> [WHAT THE EXERCISE ASKS]: For every entry below, retype it exactly as it reads.

☆ ☆ ☆ ☆

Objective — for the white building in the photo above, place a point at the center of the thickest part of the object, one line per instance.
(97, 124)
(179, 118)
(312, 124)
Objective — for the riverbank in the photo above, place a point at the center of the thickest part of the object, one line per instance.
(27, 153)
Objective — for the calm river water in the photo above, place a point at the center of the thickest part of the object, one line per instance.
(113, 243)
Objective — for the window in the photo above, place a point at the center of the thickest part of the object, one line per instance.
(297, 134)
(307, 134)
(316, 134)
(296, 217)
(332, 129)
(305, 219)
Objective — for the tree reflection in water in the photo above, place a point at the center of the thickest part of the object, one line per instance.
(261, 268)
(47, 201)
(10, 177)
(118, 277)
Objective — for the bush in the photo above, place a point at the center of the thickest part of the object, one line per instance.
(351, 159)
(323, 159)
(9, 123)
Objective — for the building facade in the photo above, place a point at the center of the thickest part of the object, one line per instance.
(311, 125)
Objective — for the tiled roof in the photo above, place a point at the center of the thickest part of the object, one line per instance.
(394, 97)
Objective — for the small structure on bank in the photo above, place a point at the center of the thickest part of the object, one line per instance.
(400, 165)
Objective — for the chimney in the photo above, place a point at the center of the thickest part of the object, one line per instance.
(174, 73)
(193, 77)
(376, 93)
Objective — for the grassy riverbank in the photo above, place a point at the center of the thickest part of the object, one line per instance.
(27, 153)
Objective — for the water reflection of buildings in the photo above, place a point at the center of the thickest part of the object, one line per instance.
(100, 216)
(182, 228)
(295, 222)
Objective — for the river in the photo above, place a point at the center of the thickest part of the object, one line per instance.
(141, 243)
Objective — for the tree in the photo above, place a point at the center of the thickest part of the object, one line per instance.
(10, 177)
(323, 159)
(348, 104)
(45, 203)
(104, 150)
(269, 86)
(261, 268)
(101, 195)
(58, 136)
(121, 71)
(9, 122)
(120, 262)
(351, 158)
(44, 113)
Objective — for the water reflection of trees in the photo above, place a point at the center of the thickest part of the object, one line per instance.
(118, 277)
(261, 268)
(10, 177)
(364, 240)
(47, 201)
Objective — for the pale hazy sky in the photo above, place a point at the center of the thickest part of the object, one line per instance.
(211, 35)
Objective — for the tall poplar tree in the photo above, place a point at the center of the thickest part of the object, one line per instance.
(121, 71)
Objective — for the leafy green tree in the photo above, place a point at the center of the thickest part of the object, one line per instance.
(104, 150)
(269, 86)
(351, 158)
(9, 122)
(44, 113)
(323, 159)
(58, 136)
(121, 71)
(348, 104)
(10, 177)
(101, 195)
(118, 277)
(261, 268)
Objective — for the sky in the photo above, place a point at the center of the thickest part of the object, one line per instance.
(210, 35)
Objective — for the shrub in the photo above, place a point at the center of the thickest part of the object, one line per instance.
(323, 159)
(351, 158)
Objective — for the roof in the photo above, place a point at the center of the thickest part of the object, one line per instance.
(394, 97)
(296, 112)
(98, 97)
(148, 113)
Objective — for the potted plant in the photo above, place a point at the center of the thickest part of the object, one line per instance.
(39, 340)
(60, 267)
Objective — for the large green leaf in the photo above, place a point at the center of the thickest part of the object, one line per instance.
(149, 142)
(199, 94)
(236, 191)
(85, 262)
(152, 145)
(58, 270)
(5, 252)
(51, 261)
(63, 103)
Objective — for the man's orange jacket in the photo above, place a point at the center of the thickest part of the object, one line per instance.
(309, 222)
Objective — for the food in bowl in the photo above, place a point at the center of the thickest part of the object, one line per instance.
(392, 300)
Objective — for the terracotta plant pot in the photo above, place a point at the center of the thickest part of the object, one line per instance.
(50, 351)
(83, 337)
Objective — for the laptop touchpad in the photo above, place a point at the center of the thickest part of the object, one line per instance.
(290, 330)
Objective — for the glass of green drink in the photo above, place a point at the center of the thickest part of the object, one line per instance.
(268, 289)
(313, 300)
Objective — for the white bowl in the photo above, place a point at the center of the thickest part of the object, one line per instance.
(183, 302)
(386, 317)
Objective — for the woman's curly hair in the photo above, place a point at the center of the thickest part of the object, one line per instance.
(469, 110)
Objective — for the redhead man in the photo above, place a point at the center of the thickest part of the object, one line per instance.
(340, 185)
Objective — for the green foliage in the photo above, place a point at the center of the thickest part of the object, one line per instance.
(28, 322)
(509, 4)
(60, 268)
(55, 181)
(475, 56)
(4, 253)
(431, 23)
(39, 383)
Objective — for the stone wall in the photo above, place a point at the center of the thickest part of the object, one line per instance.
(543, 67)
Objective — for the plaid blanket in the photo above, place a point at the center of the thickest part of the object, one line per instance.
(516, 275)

☆ ☆ ☆ ☆

> [EXERCISE RESPONSE]:
Objective — for the white building in the photo above, place a point at the center of the thickest part of the object, one line per instance.
(97, 124)
(179, 118)
(312, 124)
Objective — for the riverbank in the photo above, place a point at the center of the thickest part of the object, one line per instance.
(27, 153)
Objective — for the calm river water in the photo above, place a point at the center of the thickest part of the object, one line per instance.
(113, 243)
Objective — for the window in the photo above, place a point at the center of the thickest part of the object, one line per instance.
(297, 134)
(307, 134)
(316, 134)
(296, 217)
(332, 129)
(305, 219)
Objective — for the tree reflection in water in the photo above, place a point at the center of the thickest part of the object, one line per instance.
(261, 268)
(47, 201)
(10, 177)
(118, 277)
Objective — for the bush in the photo above, place a point at the center of the thickest part of the object, one line per instance.
(351, 159)
(323, 159)
(9, 123)
Objective — for the building facade in the photo above, place a point at the center of the thickest part of the object, one line per instance.
(311, 125)
Objective — for the tiled roof in the photo above, place a point at the center of the thickest part of the object, one line per instance.
(394, 97)
Objective — for the small structure on bank in the photo above, place a point at the center of the thickest part of the object, one line per instance.
(400, 165)
Objective — for the chimney in the photo above, place a point at the center of the thickest part of the object, one line per instance.
(174, 73)
(193, 77)
(376, 93)
Objective — for the grassy riverbank in the photo above, place a point at the center of the thickest part of the object, one line per instance.
(27, 153)
Objective — for the water reflection of buildings in the photo above, place a point at the center of the thickest part of the object, one line per instance.
(100, 216)
(182, 228)
(295, 222)
Objective — for the river in the photo above, place a point at the center of the thickest part of the object, one line per instance.
(141, 243)
Objective — for the tree in the photo above, place a point at the center of the thickest part of the object, one line per instance.
(10, 177)
(323, 159)
(348, 104)
(45, 203)
(104, 150)
(269, 86)
(261, 268)
(101, 195)
(58, 136)
(121, 71)
(9, 122)
(120, 262)
(351, 158)
(44, 113)
Objective — for the water reflection of trees in the photo above, place a point at the center of the thickest part of the object, one line per instance.
(118, 277)
(261, 268)
(10, 177)
(364, 240)
(47, 201)
Objective — for the pale hazy sky in the photo above, place a point at the center of the thickest part of the object, one line per instance.
(211, 35)
Objective — for the tall poplar tree in the photo above, place a point at the center of the thickest part of the object, one line per instance.
(121, 71)
Objective — for the leafy green tree in the photo above, place a point at the center of the thickest part of the object, one line per instance.
(104, 150)
(269, 86)
(351, 158)
(9, 122)
(44, 113)
(323, 159)
(58, 136)
(121, 71)
(348, 104)
(10, 177)
(101, 195)
(118, 277)
(261, 268)
Objective — for the sky in the photo above, place a point at the center of the thickest part of the object, one line per instance.
(210, 35)
Objective — for the shrub in the photo above, place a point at the center of the thickest part of the object, one line per instance.
(323, 159)
(351, 158)
Objective — for the roof in the photo above, place a point at the center of the thickest part of the object, one line per instance.
(394, 97)
(296, 112)
(98, 97)
(148, 113)
Objective — for the potted plant in the photo above, place a point at the center of the thickest part of the object, one line per instance.
(39, 340)
(60, 267)
Objective — for the large green leaf in the photo above, place a point at the center of the thickest part of the object, one line per instance.
(149, 142)
(199, 94)
(236, 191)
(85, 262)
(152, 145)
(58, 270)
(5, 252)
(51, 261)
(63, 103)
Objective — for the man's orange jacket in the photo above, place a point at the center of the thickest part of the object, one line per instance.
(309, 222)
Objective — for the food in bowl in the photo above, place a point at the center of the thickest part of the object, one line per instance.
(392, 300)
Objective — for the terracotta plant pot in the photo above, place a point at the center of the thickest part of the object, one line per instance.
(50, 351)
(83, 337)
Objective — for the laptop touchpad in the photo above, place a point at the center of the thickest part of the object, one line per instance.
(290, 330)
Objective — for the glass of green drink in the photo above, place a point at the center of the thickest part of the object, one line per instance.
(268, 289)
(313, 300)
Objective — for the white bowl in the photo above, place a point at the center of the thickest part of the object, one line per instance.
(183, 302)
(386, 317)
Objective — for the woman's curly hair in the photo above, place a point at the center of the thickest part of the object, one line per instance.
(469, 110)
Objective — for the redhead man in the photo above, place a point at the center of the thickest part of the object, one line per instance.
(340, 185)
Objective — for the green foliage in the photo above, place a point at the center of the thickest part of the object, one line per instance.
(28, 322)
(509, 4)
(60, 268)
(55, 181)
(475, 56)
(4, 253)
(431, 23)
(39, 383)
Objective — for the stone wall in the photo above, place a point at the center of the thickest part of the object, one line per instance.
(543, 67)
Objective — for the plaid blanket in the photo above, place a point at the center of the thickest part of the object, one line per instance.
(516, 275)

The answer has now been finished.